Coordinate annotation records |

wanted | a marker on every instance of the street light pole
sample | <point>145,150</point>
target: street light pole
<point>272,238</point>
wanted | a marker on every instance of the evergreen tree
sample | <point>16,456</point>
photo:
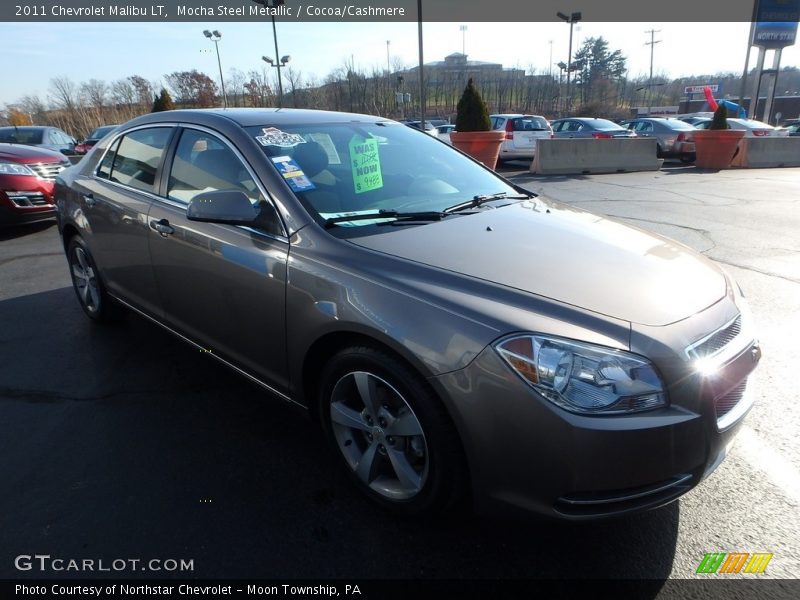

Your objective | Please write out all the records above word for word, omitting the pictures.

Result |
wanted | a marker on every instance of the street light pole
sample | <point>145,150</point>
target: street light pole
<point>272,238</point>
wanted | a marker on every instance of the evergreen tree
sample | <point>16,456</point>
photo:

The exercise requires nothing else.